Image-grounded pointing data:
# # # # # # #
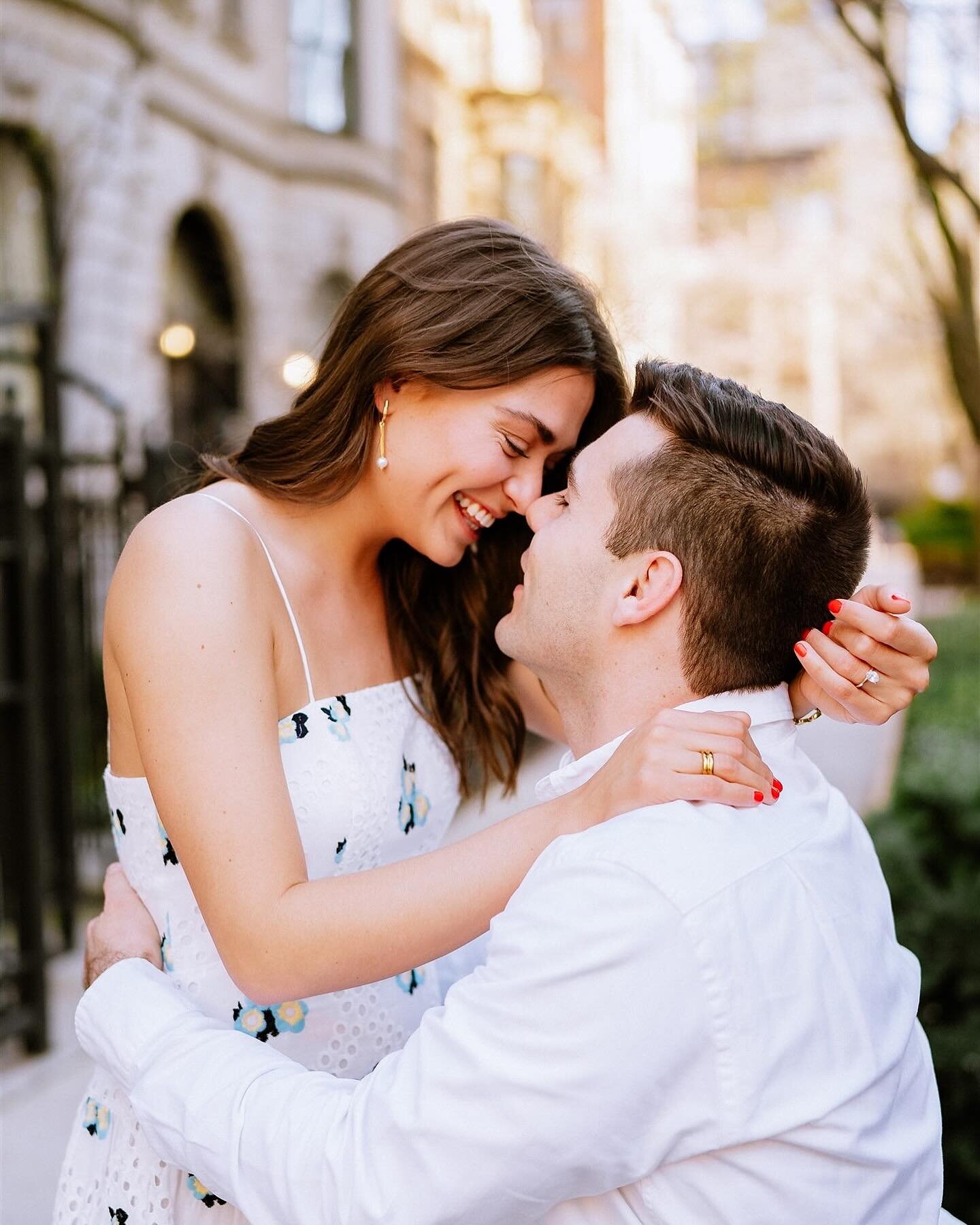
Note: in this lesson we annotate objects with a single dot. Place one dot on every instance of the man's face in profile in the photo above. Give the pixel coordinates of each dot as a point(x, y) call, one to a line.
point(561, 614)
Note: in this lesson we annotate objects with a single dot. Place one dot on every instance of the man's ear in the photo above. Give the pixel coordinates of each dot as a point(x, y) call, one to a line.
point(651, 585)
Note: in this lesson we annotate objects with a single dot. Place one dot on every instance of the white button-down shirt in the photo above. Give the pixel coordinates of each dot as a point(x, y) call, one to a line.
point(687, 1015)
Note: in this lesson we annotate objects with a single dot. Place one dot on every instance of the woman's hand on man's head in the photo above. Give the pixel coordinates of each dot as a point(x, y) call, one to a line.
point(868, 632)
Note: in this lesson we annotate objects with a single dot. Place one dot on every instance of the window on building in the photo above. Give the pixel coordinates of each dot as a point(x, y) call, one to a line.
point(26, 287)
point(522, 191)
point(321, 64)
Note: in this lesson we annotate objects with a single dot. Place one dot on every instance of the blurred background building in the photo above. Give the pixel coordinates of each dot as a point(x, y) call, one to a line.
point(189, 188)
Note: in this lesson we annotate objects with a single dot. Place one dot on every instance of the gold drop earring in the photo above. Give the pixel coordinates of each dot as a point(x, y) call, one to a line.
point(382, 462)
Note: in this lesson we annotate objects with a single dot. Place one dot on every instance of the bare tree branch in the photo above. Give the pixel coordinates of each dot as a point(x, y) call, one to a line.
point(953, 295)
point(929, 167)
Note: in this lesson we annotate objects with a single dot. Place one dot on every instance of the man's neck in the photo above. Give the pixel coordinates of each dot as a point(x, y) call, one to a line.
point(595, 710)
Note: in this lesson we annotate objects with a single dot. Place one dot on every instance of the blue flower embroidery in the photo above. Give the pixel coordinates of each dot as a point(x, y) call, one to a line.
point(96, 1119)
point(169, 854)
point(412, 981)
point(338, 712)
point(118, 825)
point(413, 806)
point(271, 1021)
point(200, 1192)
point(167, 947)
point(293, 728)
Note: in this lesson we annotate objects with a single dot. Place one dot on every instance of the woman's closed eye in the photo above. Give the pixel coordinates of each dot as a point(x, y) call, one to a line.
point(514, 450)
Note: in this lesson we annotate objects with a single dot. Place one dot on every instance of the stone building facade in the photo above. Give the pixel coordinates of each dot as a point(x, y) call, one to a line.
point(225, 165)
point(806, 283)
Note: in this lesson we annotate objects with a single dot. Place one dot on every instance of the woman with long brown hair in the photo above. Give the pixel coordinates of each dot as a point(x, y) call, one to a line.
point(301, 678)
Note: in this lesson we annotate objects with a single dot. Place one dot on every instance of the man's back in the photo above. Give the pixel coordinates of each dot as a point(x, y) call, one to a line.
point(804, 1088)
point(693, 1016)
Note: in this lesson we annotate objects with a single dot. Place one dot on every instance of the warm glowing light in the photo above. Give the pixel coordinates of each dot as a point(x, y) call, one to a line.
point(177, 341)
point(298, 370)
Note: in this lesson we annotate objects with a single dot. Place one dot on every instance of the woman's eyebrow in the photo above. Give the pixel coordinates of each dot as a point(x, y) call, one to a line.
point(536, 423)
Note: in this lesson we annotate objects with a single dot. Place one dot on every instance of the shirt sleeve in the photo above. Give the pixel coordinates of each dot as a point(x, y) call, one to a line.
point(572, 1062)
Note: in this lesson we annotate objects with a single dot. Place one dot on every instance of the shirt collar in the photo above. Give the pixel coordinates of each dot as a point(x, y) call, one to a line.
point(762, 707)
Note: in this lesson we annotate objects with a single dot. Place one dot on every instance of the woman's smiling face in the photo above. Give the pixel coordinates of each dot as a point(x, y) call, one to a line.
point(462, 459)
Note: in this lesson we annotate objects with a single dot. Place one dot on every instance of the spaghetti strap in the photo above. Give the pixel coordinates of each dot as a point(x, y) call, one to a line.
point(282, 591)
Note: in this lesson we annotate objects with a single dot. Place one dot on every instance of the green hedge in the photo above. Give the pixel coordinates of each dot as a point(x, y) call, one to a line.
point(943, 534)
point(929, 843)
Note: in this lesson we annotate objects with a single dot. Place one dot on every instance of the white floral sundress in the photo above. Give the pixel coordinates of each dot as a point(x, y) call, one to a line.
point(370, 784)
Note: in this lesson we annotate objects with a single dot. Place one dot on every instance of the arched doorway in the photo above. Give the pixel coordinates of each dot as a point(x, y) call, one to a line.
point(202, 333)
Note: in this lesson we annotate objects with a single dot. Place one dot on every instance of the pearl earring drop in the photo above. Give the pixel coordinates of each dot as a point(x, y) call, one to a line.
point(381, 462)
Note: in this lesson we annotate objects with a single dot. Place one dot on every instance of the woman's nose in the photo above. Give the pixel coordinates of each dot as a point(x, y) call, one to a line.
point(523, 490)
point(539, 512)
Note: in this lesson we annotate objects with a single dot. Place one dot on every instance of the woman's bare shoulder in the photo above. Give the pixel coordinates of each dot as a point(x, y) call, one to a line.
point(183, 555)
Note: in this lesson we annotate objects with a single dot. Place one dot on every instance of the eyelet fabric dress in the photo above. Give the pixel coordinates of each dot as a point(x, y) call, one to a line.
point(370, 783)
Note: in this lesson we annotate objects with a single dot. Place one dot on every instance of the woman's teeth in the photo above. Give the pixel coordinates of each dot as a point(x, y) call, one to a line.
point(479, 514)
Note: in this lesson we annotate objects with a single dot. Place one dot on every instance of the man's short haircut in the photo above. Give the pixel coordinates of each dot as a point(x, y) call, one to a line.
point(767, 516)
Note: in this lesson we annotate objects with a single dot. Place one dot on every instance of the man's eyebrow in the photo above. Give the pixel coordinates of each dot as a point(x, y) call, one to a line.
point(536, 423)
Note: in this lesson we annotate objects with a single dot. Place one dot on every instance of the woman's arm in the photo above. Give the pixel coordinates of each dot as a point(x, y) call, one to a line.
point(191, 637)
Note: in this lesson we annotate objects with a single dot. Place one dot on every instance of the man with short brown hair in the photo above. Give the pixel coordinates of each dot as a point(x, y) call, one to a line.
point(687, 1015)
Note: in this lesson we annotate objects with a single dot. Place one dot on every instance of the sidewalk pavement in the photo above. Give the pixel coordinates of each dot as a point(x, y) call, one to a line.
point(38, 1098)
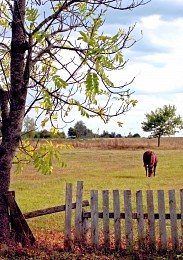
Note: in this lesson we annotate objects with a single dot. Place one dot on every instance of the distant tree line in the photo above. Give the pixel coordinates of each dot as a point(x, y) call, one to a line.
point(79, 130)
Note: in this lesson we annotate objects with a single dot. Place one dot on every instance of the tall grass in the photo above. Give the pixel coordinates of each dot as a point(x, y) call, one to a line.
point(100, 168)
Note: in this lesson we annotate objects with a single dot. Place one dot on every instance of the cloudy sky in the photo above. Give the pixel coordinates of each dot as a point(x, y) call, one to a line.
point(156, 60)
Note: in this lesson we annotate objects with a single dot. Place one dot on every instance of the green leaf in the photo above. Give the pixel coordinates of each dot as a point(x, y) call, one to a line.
point(59, 83)
point(31, 14)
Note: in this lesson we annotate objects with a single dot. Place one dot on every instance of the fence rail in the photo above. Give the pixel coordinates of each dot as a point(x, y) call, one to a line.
point(87, 222)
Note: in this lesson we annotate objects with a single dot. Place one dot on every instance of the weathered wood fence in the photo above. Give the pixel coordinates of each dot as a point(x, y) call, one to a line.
point(131, 229)
point(145, 235)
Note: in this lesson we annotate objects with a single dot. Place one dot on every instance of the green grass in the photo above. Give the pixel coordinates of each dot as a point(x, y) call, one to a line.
point(99, 170)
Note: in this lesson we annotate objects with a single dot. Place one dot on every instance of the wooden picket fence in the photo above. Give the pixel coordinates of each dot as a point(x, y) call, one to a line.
point(126, 230)
point(88, 230)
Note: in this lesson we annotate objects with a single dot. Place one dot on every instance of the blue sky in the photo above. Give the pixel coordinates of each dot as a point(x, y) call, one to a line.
point(156, 60)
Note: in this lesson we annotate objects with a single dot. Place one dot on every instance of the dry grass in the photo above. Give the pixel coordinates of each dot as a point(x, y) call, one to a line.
point(127, 143)
point(105, 164)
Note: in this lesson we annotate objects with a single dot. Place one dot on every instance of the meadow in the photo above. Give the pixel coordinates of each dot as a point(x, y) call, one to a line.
point(106, 164)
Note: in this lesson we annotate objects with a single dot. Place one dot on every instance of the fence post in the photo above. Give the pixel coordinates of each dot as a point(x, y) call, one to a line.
point(84, 227)
point(117, 221)
point(68, 217)
point(105, 195)
point(78, 215)
point(181, 207)
point(162, 220)
point(128, 218)
point(140, 219)
point(151, 222)
point(94, 218)
point(173, 219)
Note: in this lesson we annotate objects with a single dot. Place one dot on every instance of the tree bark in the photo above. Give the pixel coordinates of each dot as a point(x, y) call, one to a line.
point(159, 140)
point(13, 118)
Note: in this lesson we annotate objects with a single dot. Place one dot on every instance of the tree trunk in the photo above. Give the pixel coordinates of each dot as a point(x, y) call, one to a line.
point(159, 140)
point(12, 113)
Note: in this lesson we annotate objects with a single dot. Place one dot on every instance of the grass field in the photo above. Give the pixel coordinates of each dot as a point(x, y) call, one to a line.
point(102, 165)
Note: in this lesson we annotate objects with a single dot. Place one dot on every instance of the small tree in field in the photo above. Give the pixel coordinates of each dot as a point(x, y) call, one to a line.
point(162, 122)
point(54, 57)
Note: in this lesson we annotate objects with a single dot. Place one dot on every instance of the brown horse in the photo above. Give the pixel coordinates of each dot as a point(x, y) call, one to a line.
point(150, 162)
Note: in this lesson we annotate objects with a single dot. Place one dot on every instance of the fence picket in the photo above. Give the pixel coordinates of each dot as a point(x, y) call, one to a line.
point(162, 221)
point(151, 220)
point(117, 222)
point(78, 215)
point(173, 219)
point(94, 218)
point(181, 208)
point(82, 219)
point(128, 217)
point(140, 219)
point(105, 195)
point(68, 217)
# # # # # # #
### [TASK ITEM]
Start at the line containing "of the grass" and transcribe through the end of the entries. Please keep both ends and add nothing.

### [WORKED SOLUTION]
Note: in this lesson we annotate objects with a single dot. Place one dot on every instance of the grass field in the photo above. Give the pixel coordinates of each dot as a point(x, y) call, one to a line.
point(102, 165)
Note: in this lesson we annotate objects with a single dot. Place one dot on every instance of the small tree in field in the photo above. Give the pixel coordinates of each dot as a point(x, y) call, one to a line.
point(162, 122)
point(54, 57)
Note: in this lesson we annotate objects with a single dot. Place one dot on every instance of the brown horse in the photo above. Give the pixel coordinates of each dot as a point(x, y) call, one to a line.
point(150, 162)
Note: in this lesson we annotate objects with a single dot. Place one dot on every instance of the fence picket in the photo above. Give the pixel coordinates of each dot as a point(x, y) call, one to a line.
point(162, 221)
point(151, 220)
point(117, 222)
point(78, 215)
point(173, 219)
point(94, 218)
point(181, 208)
point(82, 219)
point(128, 217)
point(140, 219)
point(105, 195)
point(68, 217)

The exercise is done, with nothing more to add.